Consigne 1 →
D'après l'entrevue sur le cyclisme, quel modèle David Maltais utilise-t-il en fat bike ?
Consigne 2 →
Transcrivez le passage de l'entrevue sur le cyclisme qui commence par « David Maltais gravite » et se termine par « écrire un blogue? ».
Consigne 3 →
Énumérez tous les modèles de vélo que David Maltais déclare rouler dans l'entrevue sur le cyclisme.

Bloc de texte →
───

David Maltais gravite autour du cyclisme québécois depuis près de 20 ans. Autrefois adepte des Mardis de Lachine, il est passé par le triathlon pour finalement aboutir dans le Team Gris, une équipe qui n’en est pas vraiment une. Auteur du blogue Le Livre gris et partisan du plaisir et de la découverte avant tout, il nous parle ici de sa démarche, au clavier comme au guidon.
Âge : 29 ans
Emploi : spécialiste marketing de produits chez Robotiq
Quels bikes roules-tu?
Parlee Chebacco sur route, gravel, cyclocross
Pivot Mach 429 SL en vélo de montagne
Garneau Gros Louis 2 en fat bike
Quand as-tu commencé à faire du bike?
En 2001, à l’âge de 12 ans. J’ai couru en vélo de montagne jusqu’en 2006 avant d’aller sur la route.
Quand as-tu commencé à écrire un blogue?

───

Données enregistrées →
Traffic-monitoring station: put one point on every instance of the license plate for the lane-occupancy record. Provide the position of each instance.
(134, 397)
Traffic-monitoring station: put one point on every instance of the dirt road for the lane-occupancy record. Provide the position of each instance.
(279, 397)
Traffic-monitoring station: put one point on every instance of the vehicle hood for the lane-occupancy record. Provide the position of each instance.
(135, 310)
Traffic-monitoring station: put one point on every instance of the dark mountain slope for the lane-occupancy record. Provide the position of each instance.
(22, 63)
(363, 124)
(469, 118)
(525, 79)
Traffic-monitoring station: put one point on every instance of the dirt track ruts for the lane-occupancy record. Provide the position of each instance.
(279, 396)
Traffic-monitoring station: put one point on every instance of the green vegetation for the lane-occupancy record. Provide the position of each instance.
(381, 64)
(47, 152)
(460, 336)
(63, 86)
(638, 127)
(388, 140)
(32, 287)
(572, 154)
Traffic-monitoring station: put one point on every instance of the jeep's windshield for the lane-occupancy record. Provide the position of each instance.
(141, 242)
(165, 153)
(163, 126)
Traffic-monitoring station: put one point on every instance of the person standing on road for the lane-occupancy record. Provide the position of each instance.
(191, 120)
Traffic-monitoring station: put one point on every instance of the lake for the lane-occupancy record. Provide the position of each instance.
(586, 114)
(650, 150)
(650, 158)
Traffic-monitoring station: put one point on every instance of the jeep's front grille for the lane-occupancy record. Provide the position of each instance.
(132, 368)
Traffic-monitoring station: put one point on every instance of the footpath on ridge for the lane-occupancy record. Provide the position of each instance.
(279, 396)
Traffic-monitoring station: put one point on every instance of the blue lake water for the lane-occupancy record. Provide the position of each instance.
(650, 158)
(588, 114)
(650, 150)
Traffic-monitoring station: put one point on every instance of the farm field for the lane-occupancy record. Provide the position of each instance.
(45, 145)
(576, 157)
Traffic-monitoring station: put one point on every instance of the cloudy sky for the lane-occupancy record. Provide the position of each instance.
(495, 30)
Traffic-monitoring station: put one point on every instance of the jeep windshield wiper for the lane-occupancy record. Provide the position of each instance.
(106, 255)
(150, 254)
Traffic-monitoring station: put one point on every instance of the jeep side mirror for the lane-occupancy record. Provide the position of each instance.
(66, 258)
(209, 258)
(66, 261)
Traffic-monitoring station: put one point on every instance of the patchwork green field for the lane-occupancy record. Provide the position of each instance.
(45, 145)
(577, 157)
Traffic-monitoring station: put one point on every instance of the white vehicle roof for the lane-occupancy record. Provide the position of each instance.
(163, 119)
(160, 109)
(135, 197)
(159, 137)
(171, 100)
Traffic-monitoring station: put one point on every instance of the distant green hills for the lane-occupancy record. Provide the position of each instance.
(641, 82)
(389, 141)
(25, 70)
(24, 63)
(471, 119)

───

Réponse 1 →
Un Garneau Gros Louis 2.

Réponse 2 →
David Maltais gravite autour du cyclisme québécois depuis près de 20 ans. Autrefois adepte des Mardis de Lachine, il est passé par le triathlon pour finalement aboutir dans le Team Gris, une équipe qui n’en est pas vraiment une. Auteur du blogue Le Livre gris et partisan du plaisir et de la découverte avant tout, il nous parle ici de sa démarche, au clavier comme au guidon.
Âge : 29 ans
Emploi : spécialiste marketing de produits chez Robotiq
Quels bikes roules-tu?
Parlee Chebacco sur route, gravel, cyclocross
Pivot Mach 429 SL en vélo de montagne
Garneau Gros Louis 2 en fat bike
Quand as-tu commencé à faire du bike?
En 2001, à l’âge de 12 ans. J’ai couru en vélo de montagne jusqu’en 2006 avant d’aller sur la route.
Quand as-tu commencé à écrire un blogue?

Réponse 3 →
Parlee Chebacco, Pivot Mach 429 SL, Garneau Gros Louis 2